◆ Goal of the exercise ◆
Repeat verbatim what the listing holds, but not its pictures.

[[ Data section, beginning ]]

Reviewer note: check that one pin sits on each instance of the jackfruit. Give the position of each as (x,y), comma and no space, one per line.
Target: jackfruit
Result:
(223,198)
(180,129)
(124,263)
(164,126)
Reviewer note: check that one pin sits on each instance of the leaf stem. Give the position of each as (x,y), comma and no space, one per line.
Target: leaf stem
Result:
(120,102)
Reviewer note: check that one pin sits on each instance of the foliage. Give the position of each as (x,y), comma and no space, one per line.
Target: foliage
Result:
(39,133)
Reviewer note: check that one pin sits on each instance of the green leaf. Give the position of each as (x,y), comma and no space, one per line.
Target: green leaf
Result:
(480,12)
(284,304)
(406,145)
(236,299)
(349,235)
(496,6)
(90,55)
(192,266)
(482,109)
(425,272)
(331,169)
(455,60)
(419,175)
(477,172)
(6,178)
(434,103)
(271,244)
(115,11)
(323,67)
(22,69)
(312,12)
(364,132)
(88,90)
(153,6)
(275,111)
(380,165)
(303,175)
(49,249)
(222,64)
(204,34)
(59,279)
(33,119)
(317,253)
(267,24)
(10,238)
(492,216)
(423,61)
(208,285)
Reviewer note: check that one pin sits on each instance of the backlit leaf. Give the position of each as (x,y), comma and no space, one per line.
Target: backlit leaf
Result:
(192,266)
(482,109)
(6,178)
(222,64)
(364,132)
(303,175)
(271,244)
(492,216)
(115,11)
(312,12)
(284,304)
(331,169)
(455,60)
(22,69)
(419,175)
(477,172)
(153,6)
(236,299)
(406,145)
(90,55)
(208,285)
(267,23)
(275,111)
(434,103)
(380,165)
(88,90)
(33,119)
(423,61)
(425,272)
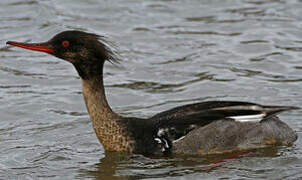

[[ Data section, end ]]

◆ Output below ◆
Reviewer note: check that one pin sits on each instance of the jackfruit. Give the position of each as (x,y), comma and no space, one per line.
Target: jackfruit
Result:
(223,198)
(180,129)
(124,263)
(164,126)
Reviewer note: check that one pin sits on each instance of the leaf stem. Give the position of each as (x,y), comma and no space, one per line.
Target: leaf stem
Result:
(120,102)
Reviewer note: check that one pin sits on each instance of the foliage. Give the position of each as (x,y), comma and no space, one per line.
Target: foliage
Result:
(39,133)
Reviewer note: check that one pin sits on each instance of the green leaf. Give the position of each as (x,y), comma and no space, one per line.
Target: green leaf
Result:
(480,12)
(284,304)
(406,145)
(236,299)
(349,235)
(496,6)
(90,55)
(192,266)
(482,109)
(425,272)
(331,169)
(455,60)
(419,175)
(477,172)
(6,178)
(434,103)
(271,244)
(115,11)
(323,67)
(22,69)
(312,12)
(364,132)
(88,90)
(153,6)
(275,111)
(380,165)
(303,175)
(49,249)
(222,64)
(204,34)
(59,279)
(33,119)
(317,253)
(267,24)
(10,238)
(492,216)
(423,61)
(208,285)
Reviewer note: check that one pin sits on each instance of the backlit leaf. Give the position of each as (x,y), comma and no space, one per line.
Target: backlit leaf
Result:
(192,266)
(482,109)
(6,178)
(222,64)
(364,132)
(303,175)
(271,244)
(492,216)
(115,11)
(312,12)
(284,304)
(331,169)
(455,60)
(22,69)
(419,175)
(477,172)
(153,6)
(236,299)
(406,145)
(90,55)
(208,285)
(267,23)
(275,111)
(434,103)
(380,165)
(88,90)
(33,119)
(423,61)
(425,272)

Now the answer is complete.